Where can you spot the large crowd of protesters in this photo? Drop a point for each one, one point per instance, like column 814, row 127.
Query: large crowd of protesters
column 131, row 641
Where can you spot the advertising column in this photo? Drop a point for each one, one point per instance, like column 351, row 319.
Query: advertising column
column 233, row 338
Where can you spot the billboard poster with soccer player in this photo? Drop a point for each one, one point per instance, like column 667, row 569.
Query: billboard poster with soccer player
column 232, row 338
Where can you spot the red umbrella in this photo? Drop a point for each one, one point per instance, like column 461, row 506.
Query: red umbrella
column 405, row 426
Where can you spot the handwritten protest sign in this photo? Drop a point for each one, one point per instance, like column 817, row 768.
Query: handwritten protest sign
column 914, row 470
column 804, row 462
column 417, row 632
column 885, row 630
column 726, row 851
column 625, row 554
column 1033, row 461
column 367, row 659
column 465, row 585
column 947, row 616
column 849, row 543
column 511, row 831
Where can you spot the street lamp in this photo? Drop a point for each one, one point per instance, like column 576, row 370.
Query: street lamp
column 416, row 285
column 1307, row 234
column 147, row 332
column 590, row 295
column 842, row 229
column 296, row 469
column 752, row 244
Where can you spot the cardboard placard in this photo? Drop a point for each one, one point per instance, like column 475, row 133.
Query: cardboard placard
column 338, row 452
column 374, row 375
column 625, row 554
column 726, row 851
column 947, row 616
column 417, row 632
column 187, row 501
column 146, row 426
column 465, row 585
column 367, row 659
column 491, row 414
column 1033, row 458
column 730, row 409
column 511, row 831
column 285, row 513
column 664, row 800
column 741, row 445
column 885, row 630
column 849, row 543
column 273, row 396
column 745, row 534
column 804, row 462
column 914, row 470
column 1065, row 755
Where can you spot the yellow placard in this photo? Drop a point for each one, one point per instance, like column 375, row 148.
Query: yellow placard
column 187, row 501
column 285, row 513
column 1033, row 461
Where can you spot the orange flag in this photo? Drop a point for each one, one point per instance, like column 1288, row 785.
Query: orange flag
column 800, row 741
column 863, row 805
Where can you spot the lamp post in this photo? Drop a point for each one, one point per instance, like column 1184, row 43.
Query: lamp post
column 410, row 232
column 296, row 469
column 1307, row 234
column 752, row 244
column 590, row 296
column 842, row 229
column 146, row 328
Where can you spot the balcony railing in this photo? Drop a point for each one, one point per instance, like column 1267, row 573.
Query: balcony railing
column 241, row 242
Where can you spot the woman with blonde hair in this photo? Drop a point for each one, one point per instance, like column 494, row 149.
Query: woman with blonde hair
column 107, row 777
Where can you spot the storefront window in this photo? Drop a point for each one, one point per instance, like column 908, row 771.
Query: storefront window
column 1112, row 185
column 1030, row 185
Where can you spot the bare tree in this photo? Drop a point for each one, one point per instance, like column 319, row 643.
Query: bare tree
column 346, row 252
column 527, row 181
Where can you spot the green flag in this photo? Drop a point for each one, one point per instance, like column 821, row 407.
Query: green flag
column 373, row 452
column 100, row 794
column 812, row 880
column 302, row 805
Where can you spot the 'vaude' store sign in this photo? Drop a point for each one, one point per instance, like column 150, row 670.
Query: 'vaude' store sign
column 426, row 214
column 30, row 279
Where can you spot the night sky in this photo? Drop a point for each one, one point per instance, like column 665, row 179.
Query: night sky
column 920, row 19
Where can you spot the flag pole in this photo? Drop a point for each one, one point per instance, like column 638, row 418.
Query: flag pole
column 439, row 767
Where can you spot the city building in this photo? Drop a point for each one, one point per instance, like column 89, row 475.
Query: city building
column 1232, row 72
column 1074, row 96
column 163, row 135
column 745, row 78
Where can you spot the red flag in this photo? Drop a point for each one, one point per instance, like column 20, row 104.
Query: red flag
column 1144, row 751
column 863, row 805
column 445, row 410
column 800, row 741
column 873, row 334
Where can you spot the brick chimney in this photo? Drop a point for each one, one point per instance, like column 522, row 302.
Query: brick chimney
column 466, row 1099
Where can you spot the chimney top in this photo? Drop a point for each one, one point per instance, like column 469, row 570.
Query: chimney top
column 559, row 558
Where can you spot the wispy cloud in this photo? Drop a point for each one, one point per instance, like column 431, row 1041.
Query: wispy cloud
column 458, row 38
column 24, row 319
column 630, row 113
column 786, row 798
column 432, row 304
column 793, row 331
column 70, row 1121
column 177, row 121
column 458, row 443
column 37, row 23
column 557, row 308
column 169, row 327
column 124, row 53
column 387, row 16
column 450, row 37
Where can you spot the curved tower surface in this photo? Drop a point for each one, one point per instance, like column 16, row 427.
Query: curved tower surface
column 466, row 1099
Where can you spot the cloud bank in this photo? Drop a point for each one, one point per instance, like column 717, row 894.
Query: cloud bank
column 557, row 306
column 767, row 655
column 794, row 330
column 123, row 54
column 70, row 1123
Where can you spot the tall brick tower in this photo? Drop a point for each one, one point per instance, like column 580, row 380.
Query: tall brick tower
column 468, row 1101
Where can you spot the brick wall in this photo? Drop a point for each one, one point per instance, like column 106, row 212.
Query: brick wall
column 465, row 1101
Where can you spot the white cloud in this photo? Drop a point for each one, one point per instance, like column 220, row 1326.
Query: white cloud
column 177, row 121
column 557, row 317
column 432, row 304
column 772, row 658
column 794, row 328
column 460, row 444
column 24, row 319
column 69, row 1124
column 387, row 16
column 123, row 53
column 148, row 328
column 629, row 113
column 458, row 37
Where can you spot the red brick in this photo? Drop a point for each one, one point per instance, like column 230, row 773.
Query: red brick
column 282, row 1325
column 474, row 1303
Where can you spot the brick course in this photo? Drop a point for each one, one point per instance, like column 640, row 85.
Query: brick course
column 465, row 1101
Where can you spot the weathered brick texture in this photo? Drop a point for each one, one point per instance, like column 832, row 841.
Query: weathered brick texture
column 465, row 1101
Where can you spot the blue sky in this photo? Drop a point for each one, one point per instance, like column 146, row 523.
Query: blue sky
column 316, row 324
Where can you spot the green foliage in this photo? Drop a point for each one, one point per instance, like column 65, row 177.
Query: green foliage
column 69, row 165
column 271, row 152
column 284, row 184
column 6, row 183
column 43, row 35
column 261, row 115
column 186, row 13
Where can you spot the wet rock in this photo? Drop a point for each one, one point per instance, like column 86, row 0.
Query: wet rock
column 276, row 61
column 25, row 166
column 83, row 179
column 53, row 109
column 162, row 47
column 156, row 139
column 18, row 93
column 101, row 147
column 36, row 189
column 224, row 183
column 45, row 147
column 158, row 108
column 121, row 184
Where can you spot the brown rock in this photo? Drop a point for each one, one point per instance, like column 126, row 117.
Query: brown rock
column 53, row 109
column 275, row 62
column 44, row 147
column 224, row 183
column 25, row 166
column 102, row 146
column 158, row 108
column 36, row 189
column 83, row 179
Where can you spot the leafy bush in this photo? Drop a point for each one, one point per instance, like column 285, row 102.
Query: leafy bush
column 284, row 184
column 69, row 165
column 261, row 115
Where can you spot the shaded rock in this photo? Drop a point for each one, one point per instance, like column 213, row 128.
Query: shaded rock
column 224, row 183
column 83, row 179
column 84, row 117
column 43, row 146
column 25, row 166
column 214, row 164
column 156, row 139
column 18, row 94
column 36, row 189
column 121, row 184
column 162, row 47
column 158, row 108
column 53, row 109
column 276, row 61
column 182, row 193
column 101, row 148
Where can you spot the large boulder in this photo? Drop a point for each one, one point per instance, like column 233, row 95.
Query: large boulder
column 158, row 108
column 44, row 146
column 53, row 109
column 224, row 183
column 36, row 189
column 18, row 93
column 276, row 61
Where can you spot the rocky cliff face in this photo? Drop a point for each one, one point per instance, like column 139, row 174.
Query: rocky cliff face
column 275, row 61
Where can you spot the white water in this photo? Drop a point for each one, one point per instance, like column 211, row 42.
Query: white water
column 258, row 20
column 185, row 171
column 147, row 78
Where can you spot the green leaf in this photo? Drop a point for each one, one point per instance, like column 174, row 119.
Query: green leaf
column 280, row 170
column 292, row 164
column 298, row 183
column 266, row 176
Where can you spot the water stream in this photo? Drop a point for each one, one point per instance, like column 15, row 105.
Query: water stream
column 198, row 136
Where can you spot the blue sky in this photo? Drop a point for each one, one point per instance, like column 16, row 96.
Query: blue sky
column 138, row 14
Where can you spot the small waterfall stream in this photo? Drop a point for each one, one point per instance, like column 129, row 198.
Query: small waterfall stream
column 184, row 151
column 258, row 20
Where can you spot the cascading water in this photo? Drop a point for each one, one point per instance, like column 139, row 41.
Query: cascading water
====
WHAT TO PRODUCE
Wherever the line holding "Where can you spot the red brick" falls in the entries above, copy exactly from it through the line holding "Where can you spot the green foliage", inclusive, and add nothing.

WRITTEN SOLUTION
Where can you spot the red brick in this photo? Drop a point for each one, one point per instance, like column 230, row 773.
Query: red brick
column 282, row 1325
column 474, row 1303
Where can you spot the brick course in this photo? Drop a point for each one, one point per instance, like column 640, row 85.
Query: brick course
column 465, row 1101
Where can you spot the weathered brick texture in this photo? Drop a point for each one, one point per instance, like column 832, row 841.
Query: weathered brick texture
column 465, row 1101
Where can you spot the blue sky in this photo? Drop a point for each one, one point per instance, like column 146, row 523.
Query: blue sky
column 316, row 324
Where can you spot the green foliage in this photo? Drop a point for each one, one point per instance, like column 65, row 177.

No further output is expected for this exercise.